Rescale the items from the line with "the white pickup" to the line with "[[1168, 428]]", both ends included, and give those lines again with their requests: multiply every point coordinate in the answers by 0.35 and round to whole numbers, halves up.

* * * * * * * * *

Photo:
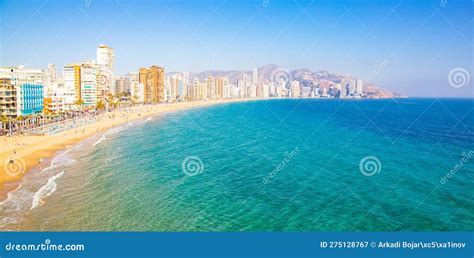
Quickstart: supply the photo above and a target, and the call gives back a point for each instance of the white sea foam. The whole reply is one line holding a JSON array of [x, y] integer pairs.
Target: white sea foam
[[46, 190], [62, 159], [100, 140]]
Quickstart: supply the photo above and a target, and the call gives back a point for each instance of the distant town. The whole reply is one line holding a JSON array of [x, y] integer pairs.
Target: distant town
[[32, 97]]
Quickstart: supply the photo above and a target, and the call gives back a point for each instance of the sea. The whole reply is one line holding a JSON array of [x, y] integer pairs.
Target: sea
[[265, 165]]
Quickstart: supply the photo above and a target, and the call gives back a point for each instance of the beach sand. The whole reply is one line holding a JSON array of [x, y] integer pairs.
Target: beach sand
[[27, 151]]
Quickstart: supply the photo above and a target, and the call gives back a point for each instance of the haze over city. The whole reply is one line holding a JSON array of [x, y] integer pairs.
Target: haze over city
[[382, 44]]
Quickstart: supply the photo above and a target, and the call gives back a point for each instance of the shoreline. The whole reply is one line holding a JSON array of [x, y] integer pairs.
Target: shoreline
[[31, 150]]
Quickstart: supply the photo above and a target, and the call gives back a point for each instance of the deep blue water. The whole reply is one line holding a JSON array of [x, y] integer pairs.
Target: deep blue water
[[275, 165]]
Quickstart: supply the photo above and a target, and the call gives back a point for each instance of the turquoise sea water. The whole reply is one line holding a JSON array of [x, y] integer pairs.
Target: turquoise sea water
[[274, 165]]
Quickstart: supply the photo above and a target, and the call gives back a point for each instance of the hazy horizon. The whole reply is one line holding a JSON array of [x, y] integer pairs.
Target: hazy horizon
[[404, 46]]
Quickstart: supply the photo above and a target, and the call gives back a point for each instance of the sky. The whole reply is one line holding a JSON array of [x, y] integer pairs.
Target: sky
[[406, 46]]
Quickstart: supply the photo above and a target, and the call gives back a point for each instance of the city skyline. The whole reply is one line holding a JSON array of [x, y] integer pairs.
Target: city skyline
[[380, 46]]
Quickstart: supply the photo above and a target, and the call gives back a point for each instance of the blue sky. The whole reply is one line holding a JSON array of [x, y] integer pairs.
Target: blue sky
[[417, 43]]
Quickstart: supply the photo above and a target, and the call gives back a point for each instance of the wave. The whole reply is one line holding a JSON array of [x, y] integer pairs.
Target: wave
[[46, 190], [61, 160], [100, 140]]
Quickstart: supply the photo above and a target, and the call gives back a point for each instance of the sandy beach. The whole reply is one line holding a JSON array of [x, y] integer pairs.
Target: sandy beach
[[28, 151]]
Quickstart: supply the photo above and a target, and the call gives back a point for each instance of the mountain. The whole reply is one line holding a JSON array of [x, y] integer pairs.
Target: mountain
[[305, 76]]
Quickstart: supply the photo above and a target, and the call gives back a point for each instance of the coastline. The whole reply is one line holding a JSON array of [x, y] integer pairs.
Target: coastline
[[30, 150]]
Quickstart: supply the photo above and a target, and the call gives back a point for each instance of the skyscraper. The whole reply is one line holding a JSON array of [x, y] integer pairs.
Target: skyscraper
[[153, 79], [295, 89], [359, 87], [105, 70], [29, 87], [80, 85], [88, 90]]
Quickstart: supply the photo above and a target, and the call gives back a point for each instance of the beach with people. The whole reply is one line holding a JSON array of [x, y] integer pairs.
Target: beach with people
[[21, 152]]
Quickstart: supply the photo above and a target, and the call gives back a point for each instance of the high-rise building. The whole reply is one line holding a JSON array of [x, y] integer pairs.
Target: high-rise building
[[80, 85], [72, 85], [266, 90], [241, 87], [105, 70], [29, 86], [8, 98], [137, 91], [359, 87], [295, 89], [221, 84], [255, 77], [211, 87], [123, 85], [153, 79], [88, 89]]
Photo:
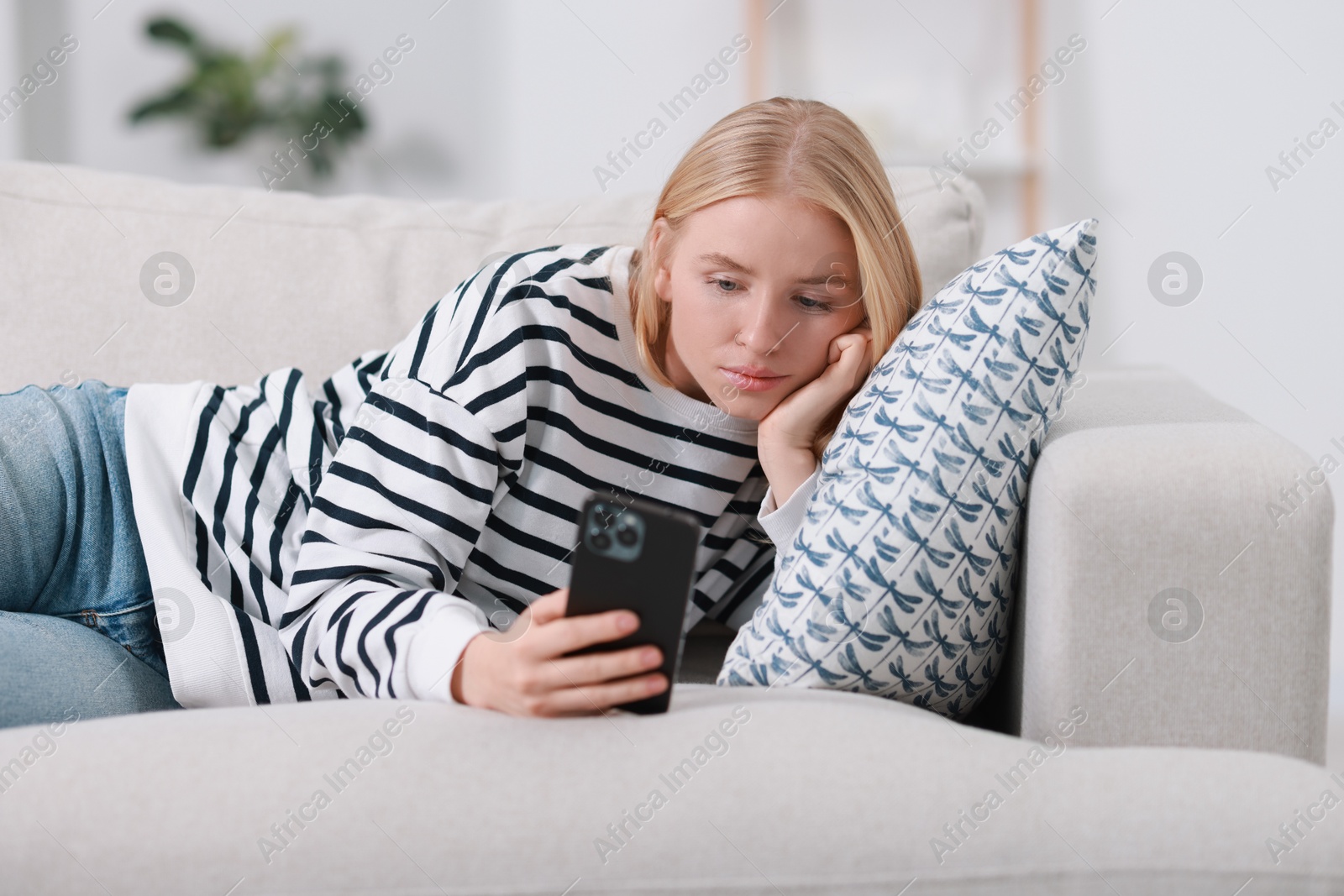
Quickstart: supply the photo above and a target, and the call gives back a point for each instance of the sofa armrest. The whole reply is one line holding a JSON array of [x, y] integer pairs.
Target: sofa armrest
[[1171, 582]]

* * * * * * * * *

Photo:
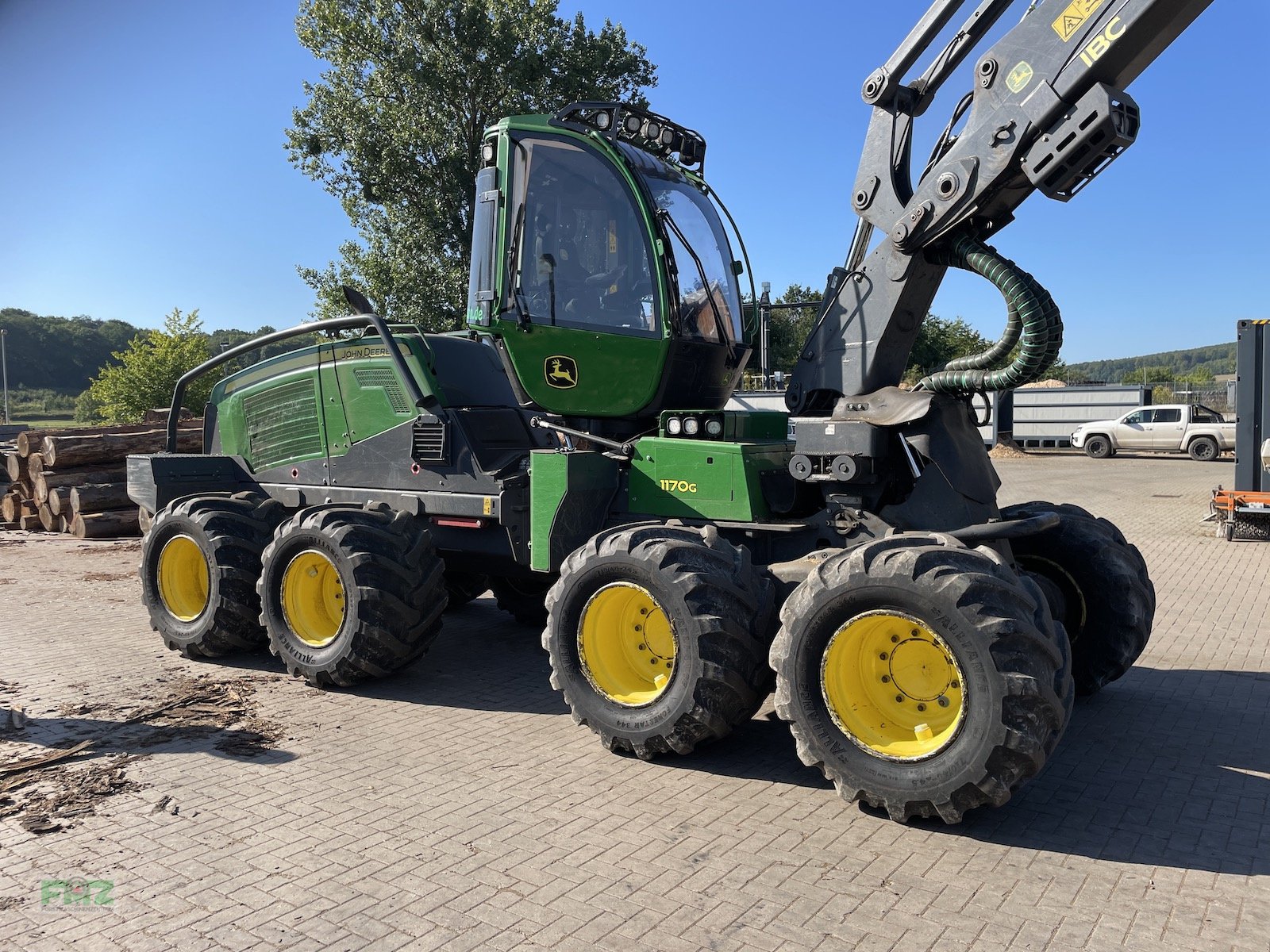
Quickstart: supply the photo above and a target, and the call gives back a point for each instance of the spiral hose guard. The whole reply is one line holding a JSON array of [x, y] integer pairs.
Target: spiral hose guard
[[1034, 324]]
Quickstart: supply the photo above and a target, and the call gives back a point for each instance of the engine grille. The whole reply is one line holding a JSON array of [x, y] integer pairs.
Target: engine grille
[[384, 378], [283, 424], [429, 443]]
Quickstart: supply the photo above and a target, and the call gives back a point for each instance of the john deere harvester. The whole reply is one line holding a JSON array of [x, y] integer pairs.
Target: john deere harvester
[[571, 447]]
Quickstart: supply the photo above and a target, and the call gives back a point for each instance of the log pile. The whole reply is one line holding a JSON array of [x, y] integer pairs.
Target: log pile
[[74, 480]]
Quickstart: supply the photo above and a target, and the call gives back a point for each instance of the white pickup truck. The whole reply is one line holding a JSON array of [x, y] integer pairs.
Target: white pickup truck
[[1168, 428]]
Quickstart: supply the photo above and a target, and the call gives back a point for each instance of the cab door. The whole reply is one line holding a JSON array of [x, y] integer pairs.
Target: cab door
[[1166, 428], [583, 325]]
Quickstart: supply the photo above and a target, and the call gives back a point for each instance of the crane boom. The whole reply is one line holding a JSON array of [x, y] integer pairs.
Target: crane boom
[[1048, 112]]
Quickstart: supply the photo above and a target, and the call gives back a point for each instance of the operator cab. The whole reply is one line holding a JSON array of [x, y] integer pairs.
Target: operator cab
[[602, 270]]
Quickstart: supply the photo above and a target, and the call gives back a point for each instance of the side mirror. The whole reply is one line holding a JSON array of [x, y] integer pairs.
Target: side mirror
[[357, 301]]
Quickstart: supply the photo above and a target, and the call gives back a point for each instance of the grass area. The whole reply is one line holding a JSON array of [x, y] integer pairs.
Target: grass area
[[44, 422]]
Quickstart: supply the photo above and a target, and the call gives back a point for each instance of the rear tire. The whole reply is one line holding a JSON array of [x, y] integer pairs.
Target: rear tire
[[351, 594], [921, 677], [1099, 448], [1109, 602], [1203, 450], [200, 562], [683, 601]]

* * * * * * * * *

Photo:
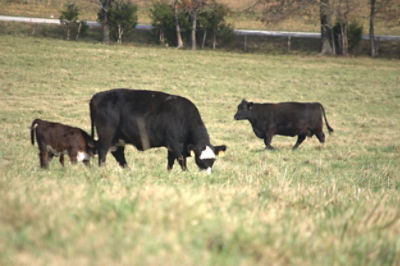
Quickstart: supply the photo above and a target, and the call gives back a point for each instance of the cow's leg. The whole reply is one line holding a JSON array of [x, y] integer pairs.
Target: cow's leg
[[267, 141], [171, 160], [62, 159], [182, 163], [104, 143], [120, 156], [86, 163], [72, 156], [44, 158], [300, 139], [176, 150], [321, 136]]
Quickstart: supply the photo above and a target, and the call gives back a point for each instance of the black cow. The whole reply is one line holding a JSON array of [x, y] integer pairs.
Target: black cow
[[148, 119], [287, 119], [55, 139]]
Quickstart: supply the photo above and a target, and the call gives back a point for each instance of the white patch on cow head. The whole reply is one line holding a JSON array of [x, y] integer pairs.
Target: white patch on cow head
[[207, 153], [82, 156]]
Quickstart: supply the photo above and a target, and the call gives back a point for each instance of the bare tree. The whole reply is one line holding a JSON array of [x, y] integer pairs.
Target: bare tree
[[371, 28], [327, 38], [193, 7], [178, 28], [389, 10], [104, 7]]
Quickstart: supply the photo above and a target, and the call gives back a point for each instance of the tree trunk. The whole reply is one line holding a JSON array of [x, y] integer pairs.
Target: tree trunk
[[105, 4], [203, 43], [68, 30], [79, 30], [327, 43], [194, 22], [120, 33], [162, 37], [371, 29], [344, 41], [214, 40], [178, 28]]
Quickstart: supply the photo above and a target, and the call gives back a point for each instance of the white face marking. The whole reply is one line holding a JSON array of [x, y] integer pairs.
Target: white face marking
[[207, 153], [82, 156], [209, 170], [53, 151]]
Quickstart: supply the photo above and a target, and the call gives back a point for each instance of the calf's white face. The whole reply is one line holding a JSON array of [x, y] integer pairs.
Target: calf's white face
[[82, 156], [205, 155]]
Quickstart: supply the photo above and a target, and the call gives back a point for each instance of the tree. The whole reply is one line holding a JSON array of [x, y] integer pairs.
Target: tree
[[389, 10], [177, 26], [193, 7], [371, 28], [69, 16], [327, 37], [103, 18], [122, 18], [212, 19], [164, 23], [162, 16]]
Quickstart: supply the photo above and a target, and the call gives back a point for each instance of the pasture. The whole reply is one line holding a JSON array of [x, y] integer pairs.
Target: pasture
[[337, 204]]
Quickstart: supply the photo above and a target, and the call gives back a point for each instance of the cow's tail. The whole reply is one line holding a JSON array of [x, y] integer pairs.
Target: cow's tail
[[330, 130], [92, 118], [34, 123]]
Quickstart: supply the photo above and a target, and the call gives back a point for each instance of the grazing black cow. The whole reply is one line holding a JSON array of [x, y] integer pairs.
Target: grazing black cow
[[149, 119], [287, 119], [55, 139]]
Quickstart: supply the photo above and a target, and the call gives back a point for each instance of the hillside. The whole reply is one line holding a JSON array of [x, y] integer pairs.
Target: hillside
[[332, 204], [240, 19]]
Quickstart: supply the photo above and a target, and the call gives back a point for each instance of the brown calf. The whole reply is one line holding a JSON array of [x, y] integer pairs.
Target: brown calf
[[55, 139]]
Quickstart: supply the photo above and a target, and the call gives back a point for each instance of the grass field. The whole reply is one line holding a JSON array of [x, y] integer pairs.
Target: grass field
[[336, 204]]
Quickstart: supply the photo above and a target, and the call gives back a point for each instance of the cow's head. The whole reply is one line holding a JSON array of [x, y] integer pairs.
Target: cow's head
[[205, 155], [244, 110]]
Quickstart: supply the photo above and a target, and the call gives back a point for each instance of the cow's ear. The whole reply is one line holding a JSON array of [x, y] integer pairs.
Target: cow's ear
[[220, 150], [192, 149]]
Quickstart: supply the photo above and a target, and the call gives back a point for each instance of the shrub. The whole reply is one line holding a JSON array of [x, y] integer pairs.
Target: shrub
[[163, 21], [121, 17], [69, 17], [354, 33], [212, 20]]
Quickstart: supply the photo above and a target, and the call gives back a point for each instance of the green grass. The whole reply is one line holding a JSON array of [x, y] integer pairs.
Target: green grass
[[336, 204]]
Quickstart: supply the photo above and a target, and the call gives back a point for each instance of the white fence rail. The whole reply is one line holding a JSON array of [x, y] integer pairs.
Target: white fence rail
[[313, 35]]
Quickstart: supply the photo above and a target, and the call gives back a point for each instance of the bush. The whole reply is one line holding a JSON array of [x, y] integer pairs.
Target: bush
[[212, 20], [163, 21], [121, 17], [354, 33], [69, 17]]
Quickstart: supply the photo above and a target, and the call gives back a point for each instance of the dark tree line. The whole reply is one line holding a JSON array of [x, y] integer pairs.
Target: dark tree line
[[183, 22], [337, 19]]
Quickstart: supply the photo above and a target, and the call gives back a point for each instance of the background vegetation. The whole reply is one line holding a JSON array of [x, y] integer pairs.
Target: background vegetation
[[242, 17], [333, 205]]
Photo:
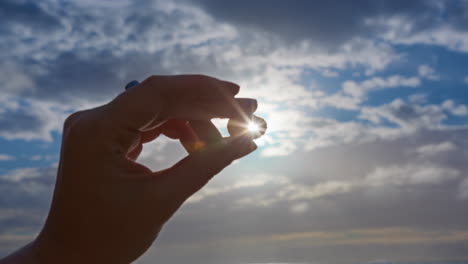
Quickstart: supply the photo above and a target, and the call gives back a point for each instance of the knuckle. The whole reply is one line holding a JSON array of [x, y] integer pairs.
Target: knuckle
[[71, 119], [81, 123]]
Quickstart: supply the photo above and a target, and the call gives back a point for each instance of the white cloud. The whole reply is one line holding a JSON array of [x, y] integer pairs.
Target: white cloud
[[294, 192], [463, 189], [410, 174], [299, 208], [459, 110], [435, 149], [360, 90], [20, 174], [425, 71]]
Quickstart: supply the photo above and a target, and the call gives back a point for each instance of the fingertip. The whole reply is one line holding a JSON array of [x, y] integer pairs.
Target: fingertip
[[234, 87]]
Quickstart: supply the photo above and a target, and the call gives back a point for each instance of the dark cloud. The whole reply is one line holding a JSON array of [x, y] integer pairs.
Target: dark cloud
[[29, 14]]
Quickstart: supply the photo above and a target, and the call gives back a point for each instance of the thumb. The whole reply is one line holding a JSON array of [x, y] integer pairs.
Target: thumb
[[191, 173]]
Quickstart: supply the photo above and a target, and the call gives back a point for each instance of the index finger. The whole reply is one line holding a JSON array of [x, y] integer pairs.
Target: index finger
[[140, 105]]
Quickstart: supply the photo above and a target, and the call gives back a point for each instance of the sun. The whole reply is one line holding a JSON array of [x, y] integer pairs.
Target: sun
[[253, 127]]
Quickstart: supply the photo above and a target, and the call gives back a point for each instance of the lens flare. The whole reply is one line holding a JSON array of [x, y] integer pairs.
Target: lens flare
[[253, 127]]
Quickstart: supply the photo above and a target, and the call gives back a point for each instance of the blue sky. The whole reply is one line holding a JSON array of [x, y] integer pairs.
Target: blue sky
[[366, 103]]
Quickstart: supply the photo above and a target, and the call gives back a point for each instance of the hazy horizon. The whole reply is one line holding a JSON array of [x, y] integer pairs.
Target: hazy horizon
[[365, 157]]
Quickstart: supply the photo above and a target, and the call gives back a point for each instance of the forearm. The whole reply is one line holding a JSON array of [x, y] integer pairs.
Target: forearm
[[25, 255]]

* * * * * * * * *

Correct output:
Quickstart: supply the photo above and a target, and the call gives back a point for each instance of the white pickup truck. The whole reply is one line holding a JSON array of [x, y] integer pairs.
Target: white pickup truck
[[409, 150]]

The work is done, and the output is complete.